Ogni anno vengono rilevati circa 500.000 nuovi casi di cancro del collo dell’utero, rendendolo un tipo di cancro molto comune. Il dato sconvolgente è che ci sono 20 volte più persone con neoplasia intraepiteliale cervicale (CIN), un altro nome per le lesioni precoci nel collo dell’utero.
La diagnosi precoce del cancro del collo dell’utero può avere un impatto significativo sulla prognosi del paziente riguardo agli esiti del trattamento, come avviene con molte altre malattie potenzialmente letali. Di conseguenza, è fondamentale progettare tecniche di screening per il cancro del collo dell’utero e la CIN che siano semplici, convenienti ed efficaci.
Attualmente, i metodi di screening più popolari per questi disturbi sono l’esame citologico e il test per il papillomavirus umano (HPV). Anche se la citologia è ampiamente utilizzata come tecnica di screening in molti paesi, la sua sensibilità nell’identificare la CIN è molto scarsa. Tuttavia, sebbene le infezioni da HPV non necessariamente portino a lesioni cervicali, i test HPV hanno una specificità scarsa nonostante l’alta sensibilità. È quindi ancora più importante sviluppare tecniche diagnostiche migliori alla luce di queste carenze.
In questo contesto, un team di ricerca guidato dal Professor Takuma Fujii dell’Università di Salute Fujita, in Giappone, ha mirato a identificare biomarcatori che potrebbero assistere nella diagnosi precoce del cancro del collo dell’utero. Nel loro ultimo articolo pubblicato su Cancer Science, riportano una serie di composti che mostrano un’espressione anomala nei campioni di siero e di muco cervicale di pazienti con cancro cervicale. Questi risultati potrebbero potenzialmente rivoluzionare le strategie di prevenzione della malattia.

MATERIALE FORNITO »
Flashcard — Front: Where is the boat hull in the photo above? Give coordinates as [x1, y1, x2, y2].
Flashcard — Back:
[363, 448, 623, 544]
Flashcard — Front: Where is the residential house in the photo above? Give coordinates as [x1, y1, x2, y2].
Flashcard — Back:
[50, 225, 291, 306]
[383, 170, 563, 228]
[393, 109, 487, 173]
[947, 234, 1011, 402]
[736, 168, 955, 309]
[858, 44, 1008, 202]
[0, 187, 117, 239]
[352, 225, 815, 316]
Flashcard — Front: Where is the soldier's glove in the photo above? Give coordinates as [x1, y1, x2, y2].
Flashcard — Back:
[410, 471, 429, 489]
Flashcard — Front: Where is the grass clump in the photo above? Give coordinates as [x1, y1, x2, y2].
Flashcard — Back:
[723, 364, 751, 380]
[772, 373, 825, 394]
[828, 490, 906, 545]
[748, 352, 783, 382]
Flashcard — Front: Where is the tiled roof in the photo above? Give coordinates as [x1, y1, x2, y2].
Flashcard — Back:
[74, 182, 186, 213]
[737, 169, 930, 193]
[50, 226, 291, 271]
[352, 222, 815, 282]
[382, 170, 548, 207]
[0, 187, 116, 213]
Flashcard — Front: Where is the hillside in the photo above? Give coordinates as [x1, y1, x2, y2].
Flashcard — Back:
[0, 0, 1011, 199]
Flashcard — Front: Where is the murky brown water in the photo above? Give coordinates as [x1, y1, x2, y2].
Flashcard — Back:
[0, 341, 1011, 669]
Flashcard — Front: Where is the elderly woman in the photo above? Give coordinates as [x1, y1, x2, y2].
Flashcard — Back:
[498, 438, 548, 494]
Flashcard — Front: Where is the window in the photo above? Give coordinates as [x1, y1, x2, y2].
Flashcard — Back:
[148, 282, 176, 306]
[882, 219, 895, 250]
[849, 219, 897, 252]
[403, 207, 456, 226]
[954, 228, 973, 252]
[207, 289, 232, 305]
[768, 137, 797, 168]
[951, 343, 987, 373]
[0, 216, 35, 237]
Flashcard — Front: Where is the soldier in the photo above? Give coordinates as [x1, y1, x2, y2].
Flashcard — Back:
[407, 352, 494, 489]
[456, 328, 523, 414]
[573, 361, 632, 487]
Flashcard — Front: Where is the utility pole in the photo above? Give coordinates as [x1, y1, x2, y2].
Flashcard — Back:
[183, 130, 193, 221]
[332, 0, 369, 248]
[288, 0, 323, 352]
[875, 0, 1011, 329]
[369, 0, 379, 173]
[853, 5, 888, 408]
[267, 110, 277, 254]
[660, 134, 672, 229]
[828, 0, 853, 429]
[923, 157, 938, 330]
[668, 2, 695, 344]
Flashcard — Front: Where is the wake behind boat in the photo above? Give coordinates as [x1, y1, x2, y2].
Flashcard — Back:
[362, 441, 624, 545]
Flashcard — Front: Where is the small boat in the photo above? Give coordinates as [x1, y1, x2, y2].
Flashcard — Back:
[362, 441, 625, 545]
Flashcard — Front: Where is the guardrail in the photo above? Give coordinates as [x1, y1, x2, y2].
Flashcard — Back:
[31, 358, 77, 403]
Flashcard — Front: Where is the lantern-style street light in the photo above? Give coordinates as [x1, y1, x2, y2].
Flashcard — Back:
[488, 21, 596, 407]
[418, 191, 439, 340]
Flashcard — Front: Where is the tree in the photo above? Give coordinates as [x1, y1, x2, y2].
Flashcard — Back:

ATTIVITÀ DA SVOLGERE »
• 1. Indica se ciascuna delle seguenti affermazioni concorda con il testo sul cancro del collo dell'utero, rispondendo sì o no e citando le parole decisive del testo. (a) Ogni anno si registrano circa 500.000 nuovi casi di cancro del collo dell'utero. (b) I test HPV hanno una sensibilità bassa. (c) Il gruppo di ricerca ha pubblicato il proprio articolo su Cancer Science.
• 2. Trascrivi dal testo sul cancro del collo dell'utero il passo compreso tra "In questo contesto, un" e "prevenzione della malattia.", estremi inclusi.

RISULTATI PER COMPITO »
• 1.
(a) Sì: "Ogni anno vengono rilevati circa 500.000 nuovi casi di cancro del collo dell’utero"
(b) No: "i test HPV hanno una specificità scarsa nonostante l’alta sensibilità"
(c) Sì: "Nel loro ultimo articolo pubblicato su Cancer Science"

• 2.
In questo contesto, un team di ricerca guidato dal Professor Takuma Fujii dell’Università di Salute Fujita, in Giappone, ha mirato a identificare biomarcatori che potrebbero assistere nella diagnosi precoce del cancro del collo dell’utero. Nel loro ultimo articolo pubblicato su Cancer Science, riportano una serie di composti che mostrano un’espressione anomala nei campioni di siero e di muco cervicale di pazienti con cancro cervicale. Questi risultati potrebbero potenzialmente rivoluzionare le strategie di prevenzione della malattia.